» Given task: Restate the entries word for word, omitting nothing.

» Extracted entries:
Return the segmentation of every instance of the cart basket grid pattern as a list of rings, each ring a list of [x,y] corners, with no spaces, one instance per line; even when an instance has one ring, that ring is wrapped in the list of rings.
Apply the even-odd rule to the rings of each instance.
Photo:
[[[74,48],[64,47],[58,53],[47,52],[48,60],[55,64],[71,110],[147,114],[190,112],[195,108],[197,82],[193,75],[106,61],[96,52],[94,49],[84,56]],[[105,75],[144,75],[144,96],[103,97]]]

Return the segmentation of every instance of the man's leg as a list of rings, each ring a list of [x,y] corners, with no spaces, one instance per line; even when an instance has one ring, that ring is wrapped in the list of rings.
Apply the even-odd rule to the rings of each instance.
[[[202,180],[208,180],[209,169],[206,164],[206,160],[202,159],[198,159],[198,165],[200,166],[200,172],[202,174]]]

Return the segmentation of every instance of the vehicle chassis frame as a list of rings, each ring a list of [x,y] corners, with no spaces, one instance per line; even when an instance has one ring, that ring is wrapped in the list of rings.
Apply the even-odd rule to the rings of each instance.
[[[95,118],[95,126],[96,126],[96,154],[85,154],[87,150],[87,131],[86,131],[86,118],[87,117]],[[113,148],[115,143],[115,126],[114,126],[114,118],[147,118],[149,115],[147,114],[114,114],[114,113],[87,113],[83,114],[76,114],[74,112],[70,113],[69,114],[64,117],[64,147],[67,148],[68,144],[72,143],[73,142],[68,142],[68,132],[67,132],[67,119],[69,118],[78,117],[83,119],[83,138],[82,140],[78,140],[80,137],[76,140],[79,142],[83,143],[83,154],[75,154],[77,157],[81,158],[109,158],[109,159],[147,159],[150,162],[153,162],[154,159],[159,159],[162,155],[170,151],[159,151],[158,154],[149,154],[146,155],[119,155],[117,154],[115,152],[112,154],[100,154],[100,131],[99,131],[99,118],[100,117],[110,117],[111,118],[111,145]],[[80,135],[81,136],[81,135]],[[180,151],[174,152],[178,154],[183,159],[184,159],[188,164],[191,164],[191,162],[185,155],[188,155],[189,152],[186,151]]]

» The result:
Return the segmentation of every instance of the cart basket grid pattern as a list of rings, each ring a list of [x,y] corners, with no spaces, one instance per line; even when an instance has one ring, that ring is wrapped in the list of rings.
Apply the even-odd rule to the rings of each instance.
Photo:
[[[74,48],[64,47],[58,53],[47,52],[48,60],[55,64],[71,110],[147,114],[190,112],[195,108],[197,82],[193,75],[106,61],[96,52],[94,49],[84,56]],[[105,75],[144,75],[144,96],[103,97]]]

Return the segmentation of every instance of the man's leg as a list of rings, each ring a list of [x,y] corners, with no spaces, one instance per line; even when an instance has one ring, that ring is wrapped in the list of rings.
Apply the even-odd rule to the rings of each instance.
[[[202,180],[208,180],[209,169],[206,164],[206,160],[202,159],[198,159],[198,165],[200,166],[200,172],[202,174]]]

Return the segmentation of every instance of the vehicle chassis frame as a list of rings, each ring a list of [x,y] corners, with no spaces, one instance per line; even when an instance has one ring, that ring is wrapped in the list of rings.
Apply the even-odd rule to the rings of each instance.
[[[95,118],[95,126],[96,126],[96,154],[85,154],[87,150],[87,131],[86,131],[86,118],[87,117]],[[113,148],[115,143],[115,126],[114,126],[114,118],[147,118],[149,115],[147,114],[114,114],[114,113],[87,113],[83,114],[76,114],[74,112],[70,113],[69,114],[64,117],[64,147],[67,148],[68,144],[72,143],[73,142],[68,142],[68,132],[67,132],[67,119],[69,118],[78,117],[83,119],[83,138],[82,140],[78,140],[80,137],[76,140],[79,142],[83,143],[83,154],[75,154],[77,157],[81,158],[109,158],[109,159],[147,159],[150,162],[153,162],[154,159],[159,159],[162,155],[170,151],[159,151],[158,154],[149,154],[146,155],[119,155],[117,154],[115,152],[112,154],[100,154],[100,131],[99,131],[99,118],[100,117],[110,117],[111,118],[111,145]],[[80,135],[81,136],[81,135]],[[180,151],[174,152],[178,154],[183,159],[184,159],[188,164],[191,164],[191,162],[185,155],[188,155],[189,152],[186,151]]]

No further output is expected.